* The task: Every line of the data should be retyped with no difference from the original.

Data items
◆ ◆ ◆ ◆

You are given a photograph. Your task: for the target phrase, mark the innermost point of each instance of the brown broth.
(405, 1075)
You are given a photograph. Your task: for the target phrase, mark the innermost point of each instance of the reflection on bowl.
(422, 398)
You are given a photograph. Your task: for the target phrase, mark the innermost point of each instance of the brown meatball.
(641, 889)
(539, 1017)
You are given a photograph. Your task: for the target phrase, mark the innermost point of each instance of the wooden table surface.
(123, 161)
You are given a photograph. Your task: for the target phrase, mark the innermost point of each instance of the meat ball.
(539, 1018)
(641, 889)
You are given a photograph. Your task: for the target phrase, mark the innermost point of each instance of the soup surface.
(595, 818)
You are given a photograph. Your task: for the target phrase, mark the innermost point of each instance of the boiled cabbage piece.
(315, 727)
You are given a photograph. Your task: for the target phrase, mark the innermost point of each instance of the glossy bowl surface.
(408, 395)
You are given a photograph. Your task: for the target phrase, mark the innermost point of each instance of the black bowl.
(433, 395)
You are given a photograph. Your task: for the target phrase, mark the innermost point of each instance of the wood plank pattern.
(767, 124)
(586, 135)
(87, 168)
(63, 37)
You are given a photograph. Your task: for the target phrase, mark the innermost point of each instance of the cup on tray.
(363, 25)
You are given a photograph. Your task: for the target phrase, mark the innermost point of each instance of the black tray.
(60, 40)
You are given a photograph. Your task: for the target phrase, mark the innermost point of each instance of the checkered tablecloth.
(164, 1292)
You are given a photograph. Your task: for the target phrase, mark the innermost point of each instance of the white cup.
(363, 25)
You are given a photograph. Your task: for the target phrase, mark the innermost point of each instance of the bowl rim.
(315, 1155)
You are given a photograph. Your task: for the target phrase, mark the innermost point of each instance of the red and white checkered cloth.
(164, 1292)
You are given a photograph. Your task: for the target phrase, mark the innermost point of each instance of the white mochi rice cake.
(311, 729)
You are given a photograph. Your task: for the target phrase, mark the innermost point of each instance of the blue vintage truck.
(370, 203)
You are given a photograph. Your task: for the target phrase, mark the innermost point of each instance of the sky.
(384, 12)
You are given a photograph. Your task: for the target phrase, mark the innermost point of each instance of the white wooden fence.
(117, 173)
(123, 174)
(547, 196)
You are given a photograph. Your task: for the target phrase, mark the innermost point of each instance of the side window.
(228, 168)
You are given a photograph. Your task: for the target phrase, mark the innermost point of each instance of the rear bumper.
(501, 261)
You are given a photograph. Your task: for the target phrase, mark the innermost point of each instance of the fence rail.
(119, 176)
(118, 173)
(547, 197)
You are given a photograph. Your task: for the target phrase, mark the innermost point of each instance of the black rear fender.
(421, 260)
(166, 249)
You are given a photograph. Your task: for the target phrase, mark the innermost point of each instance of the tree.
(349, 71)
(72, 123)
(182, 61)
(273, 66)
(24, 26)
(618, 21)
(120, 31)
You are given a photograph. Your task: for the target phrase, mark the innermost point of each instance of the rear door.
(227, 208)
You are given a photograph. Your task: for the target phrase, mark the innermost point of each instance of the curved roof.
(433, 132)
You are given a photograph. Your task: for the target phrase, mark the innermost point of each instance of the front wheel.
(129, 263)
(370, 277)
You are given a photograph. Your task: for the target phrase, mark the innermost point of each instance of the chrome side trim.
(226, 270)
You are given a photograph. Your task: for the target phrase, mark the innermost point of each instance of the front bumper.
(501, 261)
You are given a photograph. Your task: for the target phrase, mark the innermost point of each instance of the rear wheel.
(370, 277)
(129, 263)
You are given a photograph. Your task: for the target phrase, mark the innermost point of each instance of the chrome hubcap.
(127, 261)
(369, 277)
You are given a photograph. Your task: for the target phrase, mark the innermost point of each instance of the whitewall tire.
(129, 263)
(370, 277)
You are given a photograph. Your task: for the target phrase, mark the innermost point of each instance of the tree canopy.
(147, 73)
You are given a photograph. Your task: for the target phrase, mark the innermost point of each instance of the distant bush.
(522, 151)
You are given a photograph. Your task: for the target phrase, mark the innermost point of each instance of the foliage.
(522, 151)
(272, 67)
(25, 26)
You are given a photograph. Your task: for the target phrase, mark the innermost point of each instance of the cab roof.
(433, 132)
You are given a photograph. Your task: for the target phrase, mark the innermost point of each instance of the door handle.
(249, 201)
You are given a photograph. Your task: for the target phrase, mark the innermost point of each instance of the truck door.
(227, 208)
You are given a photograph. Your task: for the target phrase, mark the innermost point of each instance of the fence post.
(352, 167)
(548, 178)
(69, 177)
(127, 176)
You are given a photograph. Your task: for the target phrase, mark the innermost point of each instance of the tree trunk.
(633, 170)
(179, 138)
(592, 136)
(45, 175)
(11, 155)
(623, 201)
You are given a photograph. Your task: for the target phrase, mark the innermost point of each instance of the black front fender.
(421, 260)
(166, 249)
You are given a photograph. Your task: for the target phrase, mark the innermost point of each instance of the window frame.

◆ ◆ ◆ ◆

* Response to this exercise:
You are given a photograph. Your task: for the target phrase, mark the innermost point of each instance of the brown broth.
(405, 1075)
You are given a photograph. Your task: for the target phrase, mark the innermost point of each instance of the reflection on bowl.
(422, 398)
You are given a photograph. Your task: for the target phrase, mark the innermost point of each instance of the brown meatball.
(641, 889)
(539, 1017)
You are given a photograph. Your task: for the target phrase, mark the innermost point of each instance of the wooden table surface.
(123, 161)
You are given a photograph. Your task: for the target phrase, mark the innermost point of each instance of the meat ball.
(539, 1018)
(641, 889)
You are given a photograph. Your task: for the target phrase, mark the innermost point of each instance of the soup surface.
(595, 818)
You are given a photograph. Your task: for the target phrase, mark the innermost point of each instance of the boiled cabbage piece.
(315, 727)
You are given a photograph. Your task: for the target phrase, mark the innermost point of each instance of the glossy bowl surface.
(408, 395)
You are given a photograph. Your task: for the target phrase, mark the innermost point of each instance of the black bowl.
(433, 395)
You are given a photograph. Your task: for the target phrase, mark the innermost point of each instance of the wood plank pattern.
(767, 124)
(586, 135)
(87, 168)
(63, 37)
You are given a photograph. Your task: for the target phrase, mark the innermost point of each instance of the cup on tray.
(363, 25)
You are given a photograph. Your task: for the target phrase, mark the innermost point of each instance of the black tray.
(60, 40)
You are given a photograph. Your task: for the target phrase, mark the innermost point of each instance of the checkered tablecloth.
(164, 1292)
You are given a photograph. Your task: for the target phrase, mark the innermost point of each instance of the white cup.
(363, 25)
You are given a photograph. Your task: for the target phrase, mark the innermost point of each instance of the bowl rim.
(315, 1155)
You are given a photograph. Your task: for the target phrase, mark the innermost point of each instance of the red and white checkered cloth.
(164, 1292)
You are given a photograph. Your task: for the target phrase, mark the innermost point of each instance of the white mochi rice cake.
(311, 729)
You are given a photograph. Your task: for the target phrase, mark the innermost point of each instance of the blue vintage truck.
(370, 203)
You are given a photograph. Your task: for the target phrase, mark the innermost point of each instance of the sky.
(384, 12)
You are given a photograph. Your task: for the target phrase, mark the innermost point of each instance of the white wooden fence.
(117, 173)
(123, 174)
(547, 196)
You are given a photograph. Your task: for the target phrase, mark the innermost point of each instance of the side window.
(228, 168)
You are given a photograph. Your task: for the target phrase, mark the innermost point of each instance of the rear bumper.
(501, 261)
You are given a photograph. Your task: for the target phrase, mark the innermost point of each instance of the fence rail.
(119, 176)
(118, 173)
(547, 197)
You are given a photograph. Your task: for the target phrase, mark the innermost point of each instance of the black rear fender.
(421, 260)
(166, 249)
You are given a photograph. Your task: for the target phrase, mark the innermost point of each instance of the tree.
(349, 71)
(72, 123)
(182, 61)
(273, 66)
(24, 26)
(618, 21)
(120, 31)
You are given a photograph. Your task: for the target phrase, mark the innermost point of each instance of the rear door.
(227, 208)
You are given a photograph. Your task: for the target phrase, mark the innermost point of each instance of the curved roof.
(433, 132)
You are given a photograph. Your task: for the target phrase, mark the innermost point of each instance of the front wheel.
(129, 263)
(370, 277)
You are given a photograph. Your task: for the target phrase, mark the innermost point of each instance of the chrome side trim.
(226, 270)
You are given a photograph. Your task: for the target phrase, mark the innermost point of each instance of the front bumper.
(501, 261)
You are given a photograph. Your task: for the target phrase, mark the innermost point of each instance of the rear wheel.
(370, 277)
(129, 263)
You are given a photograph. Your task: for the target phrase, mark the innermost point of each instance of the chrome hubcap.
(127, 261)
(369, 277)
You are given a photograph. Your task: for the target phrase, mark the innermost point of each instance of the whitewall tire.
(129, 263)
(370, 277)
You are given a photograph. Your task: for the target phrase, mark the innermost point of each instance of the tree canopy.
(147, 73)
You are given a photograph. Your task: for the target phrase, mark the innermost point of each instance of the distant bush.
(522, 151)
You are given a photograph. Your task: for the target phrase, mark the innermost point of each instance of the foliage.
(522, 151)
(272, 67)
(25, 26)
You are given a photograph. Your task: for the target phrase, mark the innermost point of each instance of the cab roof.
(433, 132)
You are given a photograph. Your task: for the target phrase, mark the innermost point of each instance of the door handle.
(249, 201)
You are given a photograph. Your task: for the target phrase, mark the innermost point of each instance of the truck door.
(227, 208)
You are given a photograph. Your task: for the target phrase, mark the innermost point of each instance of the fence post.
(352, 167)
(548, 178)
(69, 177)
(127, 176)
You are given a photograph. Your task: for the target phrase, mark the innermost point of each instance of the tree trunk.
(633, 170)
(179, 138)
(592, 136)
(45, 175)
(11, 155)
(623, 201)
You are given a photograph. Your task: for the target phrase, mark the innermost point of each instance of the black front fender.
(421, 260)
(166, 249)
You are given a photograph. Your task: for the target phrase, mark the innermost point of each instance of the window frame.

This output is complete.